Verilen Metin:
Çoğunlukla, bu bölünmeler, ne önceki Osmanlı yönetiminin idari sınır çizgilerine ne de
asırlar önce mevcut olan sınırlara tekabül ediyordu. Bu yeni entitelerin çoğunu belirtmek
için kullanılan isimler bile, Lübnan hariç, antik ya da ortaçağ tarihinin derinliklerinden
çıkarılıyordu.
İngiliz yönetiminin otuz yılı boyunca Filistin Mandası’nda yaşayan Araplar birçok
sorun açısından ve çeşitli düzeylerde bölünmüşlerdi-liderlik, İngilizlere karşı takınılacak
tutum, ideoloji, kendi aralarında yaşayan Yahudilerle ilişkiler gibi konularda bir
bölünmüşlük söz konusuydu.

Gösterilen Veriler:
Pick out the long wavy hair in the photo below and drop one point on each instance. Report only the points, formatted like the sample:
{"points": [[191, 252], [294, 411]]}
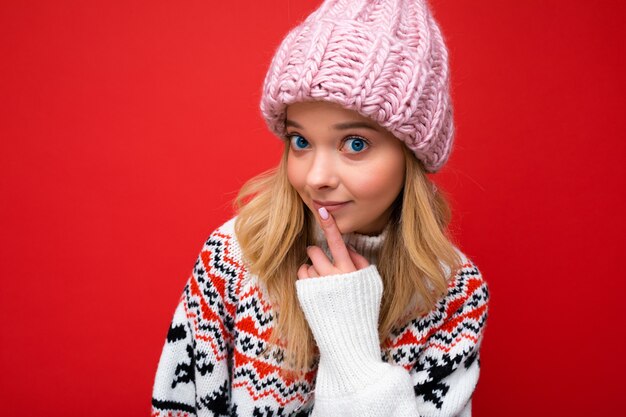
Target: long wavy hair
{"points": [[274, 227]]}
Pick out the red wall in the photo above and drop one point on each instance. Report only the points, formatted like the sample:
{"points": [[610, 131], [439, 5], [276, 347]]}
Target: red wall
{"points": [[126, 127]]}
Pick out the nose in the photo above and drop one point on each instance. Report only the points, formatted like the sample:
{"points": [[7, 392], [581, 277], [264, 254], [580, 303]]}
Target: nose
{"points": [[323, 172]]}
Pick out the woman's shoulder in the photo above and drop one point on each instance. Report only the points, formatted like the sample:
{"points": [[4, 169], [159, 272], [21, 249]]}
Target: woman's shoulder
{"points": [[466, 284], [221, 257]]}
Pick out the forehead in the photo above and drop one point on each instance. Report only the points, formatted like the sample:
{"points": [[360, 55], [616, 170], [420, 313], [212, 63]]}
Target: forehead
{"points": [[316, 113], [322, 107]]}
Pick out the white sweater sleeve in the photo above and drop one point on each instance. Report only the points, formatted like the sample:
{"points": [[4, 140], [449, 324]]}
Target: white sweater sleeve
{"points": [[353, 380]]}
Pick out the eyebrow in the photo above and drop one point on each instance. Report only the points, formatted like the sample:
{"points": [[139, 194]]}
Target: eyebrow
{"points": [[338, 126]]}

Verilen Görevler:
1. Metinde "Çoğunlukla, bu bölünmeler, ne" ifadesinden "çıkarılıyordu." ifadesine kadar olan kısmı, "entitelerin" yerine "oluşumların" koyarak güncelleyiniz.
2. Metne göre İngiliz yönetimi Filistin Mandası'nda kaç yıl sürmüştür?
Öğeler, metinden ayrı ve bağımsız bir malzemedir.

Çözümler:
1.
Çoğunlukla, bu bölünmeler, ne önceki Osmanlı yönetiminin idari sınır çizgilerine ne de
asırlar önce mevcut olan sınırlara tekabül ediyordu. Bu yeni oluşumların çoğunu belirtmek
için kullanılan isimler bile, Lübnan hariç, antik ya da ortaçağ tarihinin derinliklerinden
çıkarılıyordu.

2. Otuz yıl.